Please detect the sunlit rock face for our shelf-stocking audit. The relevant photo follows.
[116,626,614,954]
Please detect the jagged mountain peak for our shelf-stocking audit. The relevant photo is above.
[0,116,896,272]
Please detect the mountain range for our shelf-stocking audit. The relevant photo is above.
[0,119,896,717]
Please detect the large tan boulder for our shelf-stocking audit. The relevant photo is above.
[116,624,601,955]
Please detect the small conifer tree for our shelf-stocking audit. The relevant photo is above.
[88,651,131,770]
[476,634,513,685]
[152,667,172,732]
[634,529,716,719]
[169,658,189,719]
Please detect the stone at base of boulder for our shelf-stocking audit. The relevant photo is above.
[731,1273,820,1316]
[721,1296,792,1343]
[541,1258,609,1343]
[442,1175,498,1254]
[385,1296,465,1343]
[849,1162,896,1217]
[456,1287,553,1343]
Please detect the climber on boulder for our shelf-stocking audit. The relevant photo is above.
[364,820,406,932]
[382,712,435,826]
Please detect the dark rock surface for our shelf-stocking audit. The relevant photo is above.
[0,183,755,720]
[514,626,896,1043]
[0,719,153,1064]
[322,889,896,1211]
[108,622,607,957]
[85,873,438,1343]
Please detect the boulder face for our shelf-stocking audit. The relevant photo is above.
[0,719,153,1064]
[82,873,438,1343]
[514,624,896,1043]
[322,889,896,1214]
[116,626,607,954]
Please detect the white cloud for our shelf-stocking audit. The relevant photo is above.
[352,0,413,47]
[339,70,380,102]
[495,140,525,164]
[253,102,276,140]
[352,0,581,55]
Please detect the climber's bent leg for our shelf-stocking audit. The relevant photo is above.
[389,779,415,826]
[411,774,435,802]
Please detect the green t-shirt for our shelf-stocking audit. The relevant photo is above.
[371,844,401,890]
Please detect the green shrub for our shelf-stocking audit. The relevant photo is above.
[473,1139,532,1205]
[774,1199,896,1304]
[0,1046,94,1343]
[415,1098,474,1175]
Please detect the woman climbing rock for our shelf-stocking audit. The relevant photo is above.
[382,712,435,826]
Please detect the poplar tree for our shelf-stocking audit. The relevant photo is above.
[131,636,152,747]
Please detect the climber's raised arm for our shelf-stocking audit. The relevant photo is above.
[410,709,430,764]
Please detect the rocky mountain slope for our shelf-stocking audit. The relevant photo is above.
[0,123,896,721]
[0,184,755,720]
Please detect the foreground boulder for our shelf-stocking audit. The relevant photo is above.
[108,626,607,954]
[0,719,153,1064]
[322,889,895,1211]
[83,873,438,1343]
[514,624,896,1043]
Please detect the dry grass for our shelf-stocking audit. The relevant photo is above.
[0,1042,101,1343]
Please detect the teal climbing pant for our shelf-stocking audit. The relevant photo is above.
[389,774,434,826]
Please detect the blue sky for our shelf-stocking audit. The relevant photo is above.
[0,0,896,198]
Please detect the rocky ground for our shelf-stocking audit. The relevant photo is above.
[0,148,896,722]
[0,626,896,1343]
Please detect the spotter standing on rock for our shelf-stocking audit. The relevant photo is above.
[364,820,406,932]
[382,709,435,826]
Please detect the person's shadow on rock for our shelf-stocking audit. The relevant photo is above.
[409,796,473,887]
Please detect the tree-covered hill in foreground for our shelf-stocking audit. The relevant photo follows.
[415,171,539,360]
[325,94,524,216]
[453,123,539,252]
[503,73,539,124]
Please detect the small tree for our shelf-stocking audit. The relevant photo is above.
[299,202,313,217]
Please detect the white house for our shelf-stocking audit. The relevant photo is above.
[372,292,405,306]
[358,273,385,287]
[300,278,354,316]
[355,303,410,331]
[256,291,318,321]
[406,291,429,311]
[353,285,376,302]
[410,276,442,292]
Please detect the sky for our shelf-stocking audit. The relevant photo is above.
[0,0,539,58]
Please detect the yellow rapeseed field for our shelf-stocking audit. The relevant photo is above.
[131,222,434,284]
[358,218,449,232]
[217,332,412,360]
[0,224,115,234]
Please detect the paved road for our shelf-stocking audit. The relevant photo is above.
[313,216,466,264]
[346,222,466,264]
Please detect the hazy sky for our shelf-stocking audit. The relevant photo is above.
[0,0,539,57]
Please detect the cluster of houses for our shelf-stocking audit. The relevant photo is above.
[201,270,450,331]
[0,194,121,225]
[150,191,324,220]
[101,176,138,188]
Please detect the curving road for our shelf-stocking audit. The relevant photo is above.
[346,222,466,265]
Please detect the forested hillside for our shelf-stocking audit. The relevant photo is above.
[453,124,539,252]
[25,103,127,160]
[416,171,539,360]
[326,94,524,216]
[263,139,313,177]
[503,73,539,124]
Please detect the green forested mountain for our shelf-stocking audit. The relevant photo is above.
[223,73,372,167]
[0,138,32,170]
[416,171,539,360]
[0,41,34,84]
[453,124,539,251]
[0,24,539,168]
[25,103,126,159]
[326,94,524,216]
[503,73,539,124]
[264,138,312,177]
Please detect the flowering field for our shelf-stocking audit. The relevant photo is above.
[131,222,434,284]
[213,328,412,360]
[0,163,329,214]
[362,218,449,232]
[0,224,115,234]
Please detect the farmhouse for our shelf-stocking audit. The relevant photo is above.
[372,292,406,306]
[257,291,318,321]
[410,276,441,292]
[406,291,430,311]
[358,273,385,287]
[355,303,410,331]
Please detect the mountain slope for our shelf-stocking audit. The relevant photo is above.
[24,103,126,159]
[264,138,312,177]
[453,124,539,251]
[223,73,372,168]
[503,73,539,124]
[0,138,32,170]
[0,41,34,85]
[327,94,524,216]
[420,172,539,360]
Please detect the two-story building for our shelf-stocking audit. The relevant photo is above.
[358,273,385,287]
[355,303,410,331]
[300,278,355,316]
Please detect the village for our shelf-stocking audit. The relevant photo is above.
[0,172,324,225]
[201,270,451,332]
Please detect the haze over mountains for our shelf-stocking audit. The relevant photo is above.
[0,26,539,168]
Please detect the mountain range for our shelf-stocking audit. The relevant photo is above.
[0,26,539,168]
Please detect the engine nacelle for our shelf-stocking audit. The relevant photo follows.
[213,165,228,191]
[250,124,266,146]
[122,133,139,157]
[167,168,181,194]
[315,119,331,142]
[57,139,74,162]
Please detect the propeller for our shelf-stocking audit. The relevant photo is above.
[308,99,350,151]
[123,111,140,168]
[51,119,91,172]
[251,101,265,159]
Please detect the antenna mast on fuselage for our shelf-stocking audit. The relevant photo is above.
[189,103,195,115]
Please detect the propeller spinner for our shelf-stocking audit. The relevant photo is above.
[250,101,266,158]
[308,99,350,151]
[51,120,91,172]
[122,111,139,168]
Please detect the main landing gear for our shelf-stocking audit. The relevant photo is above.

[THE TASK] Print the entire listing above again, line for line and without any changes.

[RESULT OF THIS EXERCISE]
Please detect the sunlit rock face for our shelf-stocking audit. The relevant photo follows.
[116,626,614,954]
Please detect the jagged mountain peak for our shelf-stocking audit. The relevant photo is above.
[0,116,896,272]
Please detect the mountain range for our shelf-stocking audit. The relevant photo is above.
[0,119,896,717]
Please detect the large tan boulder for our shelf-stocking audit. The relevant photo is above.
[116,624,601,955]
Please detect the small conifer tree for our shelf-stocking audit. The relevant photo is above.
[88,651,131,770]
[476,634,513,685]
[152,667,172,732]
[634,529,716,719]
[169,658,189,719]
Please detect the stone at base of boulder for our shelf-stocking audit. The relevant photo is above.
[731,1273,820,1316]
[721,1296,792,1343]
[541,1258,609,1343]
[442,1175,498,1254]
[385,1296,465,1343]
[849,1162,896,1217]
[456,1287,553,1343]
Please detect the climber on boulder for our shelf-stocking audit. The relevant photo is above.
[364,820,406,932]
[382,712,435,826]
Please detect the dark rock surface for our shelf-stocking audit. The relevant photo is above.
[0,183,755,720]
[514,626,896,1043]
[0,719,153,1064]
[322,889,896,1211]
[108,622,607,957]
[85,873,438,1343]
Please detect the boulder face for our shelf-stocking audit. The relevant photo is above.
[0,719,153,1064]
[82,873,438,1343]
[514,624,896,1043]
[322,889,896,1214]
[116,626,607,954]
Please detect the white cloud for our shelf-stocking audit. The relevant photo is above.
[352,0,413,47]
[339,70,380,102]
[495,140,525,164]
[253,102,276,140]
[352,0,581,55]
Please detect the climber's bent leg for our shelf-stocking audit. The relevant photo is above.
[389,779,415,826]
[411,774,435,802]
Please detect the green t-shirt for our shelf-stocking audit. The relevant photo is above.
[371,844,401,890]
Please detect the green shrub for our shelf-stocking audit. The relevant photo is above.
[473,1139,532,1205]
[774,1199,896,1304]
[0,1046,94,1343]
[415,1098,474,1175]
Please detect the woman climbing rock for our shelf-stocking audit. The relevant photo is above.
[382,712,435,826]
Please detect the poplar tree for our shelf-stocking audit. The relevant photo is above.
[131,636,152,747]
Please detect the climber's raised arm for our shelf-stocking audit. The relevant photo is above.
[410,709,430,764]
Please detect the rocky mountain slope for our shelf-stocking audit. The relevant photo is above.
[0,123,896,721]
[0,184,755,720]
Please detect the foreground boulder for our shelf-stocking audit. The relevant photo is above.
[108,626,607,954]
[0,719,153,1064]
[322,889,895,1211]
[83,873,438,1343]
[514,624,896,1043]
Please detect the dry grass for our shelf-stocking audit. The relevant photo is above.
[0,1042,101,1343]
Please detect the teal climbing pant for our shelf-stocking audit. The relevant photo is above.
[389,774,434,826]
Please detect the blue sky for our shelf-stocking audit. The relevant photo is above.
[0,0,896,198]
Please detect the rocky ground for our shelf-stocking audit. The relevant photo is above.
[0,148,896,722]
[0,626,896,1343]
Please detect the spotter standing on rock for our shelf-stocking audit. The relevant photo is above.
[364,820,406,932]
[382,709,435,826]
Please detect the person's shadow on rock for our shelf-stocking audit. The relevant photo is above.
[409,796,473,887]
Please detect the tree-covered hill in foreground for our shelf-stocking audit. The relevant photo follows.
[415,171,539,360]
[325,94,524,216]
[453,123,539,252]
[503,73,539,124]
Please detect the small tree for our shelf-stocking audit. The relevant photo is above.
[299,202,313,217]
Please detect the white house for our shelf-stocking audit. The relevant photo is above.
[372,292,405,306]
[358,273,385,287]
[300,278,354,316]
[355,303,410,331]
[256,291,318,321]
[406,291,429,311]
[353,285,376,302]
[410,276,442,292]
Please detect the sky for our shelf-stocking audit. The relevant photo is above.
[0,0,539,58]
Please detect the yellow rapeseed field for our shelf-stocking audit. The relevant photo is above.
[131,222,434,284]
[358,218,449,232]
[217,332,412,360]
[0,224,115,234]
Please detect the paved road for our shelf-stocking audit. The relevant photo is above.
[313,216,466,264]
[346,222,466,264]
Please detect the hazy sky for our shelf-stocking audit. The relevant photo is above.
[0,0,539,57]
Please detect the cluster of houses for our shelf-stocking audit. The relevant photo is above.
[201,270,450,331]
[0,194,121,225]
[150,191,324,220]
[101,176,138,188]
Please detect the curving road for our shelf-stocking audit. The relevant photo is above.
[346,222,466,265]
Please detect the forested hillside for our shelf-stocking audit. The relevant photo is above.
[453,124,539,252]
[25,103,127,160]
[416,171,539,360]
[326,94,524,216]
[263,139,313,177]
[503,73,539,124]
Please detect the green forested mountain for our shelf-stocking audit. The relevant photo is above.
[223,73,372,167]
[0,138,32,170]
[416,171,539,360]
[0,41,34,84]
[453,124,539,251]
[0,24,539,168]
[25,103,126,159]
[326,94,524,216]
[503,73,539,124]
[264,138,312,177]
Please detect the flowering field for our shelf-stocking audit. The relevant photo is above.
[131,222,434,284]
[213,328,412,360]
[0,163,329,214]
[362,218,449,232]
[0,224,115,234]
Please detect the farmhouse for our shelf-stocking audit. The relevant photo is above.
[372,292,406,306]
[257,291,318,321]
[410,276,441,292]
[406,291,430,311]
[358,273,385,287]
[355,303,410,331]
Please detect the mountain slope for our shelf-stocking audit. The relevant photo is above.
[24,103,126,159]
[264,138,312,177]
[453,124,539,251]
[223,73,372,168]
[503,73,539,124]
[0,138,32,170]
[0,41,34,85]
[327,94,524,216]
[420,172,539,360]
Please detect the two-story building for our shelf-stocking audit. The relevant photo is above.
[358,273,385,287]
[355,303,410,331]
[300,278,355,316]
Please detect the village for our shelf-stocking audit. The relevant photo is above.
[0,172,324,225]
[201,270,451,332]
Please detect the haze over mountains for our shelf-stocking audit. The relevant photo is above.
[0,26,539,168]
Please detect the mountain range for our shelf-stocking audit. The relevant photo is above.
[0,26,539,168]
Please detect the engine nacelle for our shelf-stocking audit. The relevant photo follows.
[213,165,228,191]
[250,124,266,146]
[122,133,139,157]
[167,168,181,194]
[315,119,331,142]
[57,139,74,162]
Please detect the propeller for our shelf-stocking audit. The relevant photo is above.
[308,99,350,151]
[123,111,140,168]
[51,119,91,172]
[251,101,265,159]
Please detect the antenna mast on fuselage for our shelf-stocking audit. The relevant photo is above.
[189,103,195,115]
Please detect the propeller spinner for our shelf-stocking audit. The relevant photo is above.
[250,101,266,158]
[308,99,350,151]
[51,120,91,172]
[122,111,139,168]
Please detect the main landing gear for our shelf-stocking audit. The relevant photo is above.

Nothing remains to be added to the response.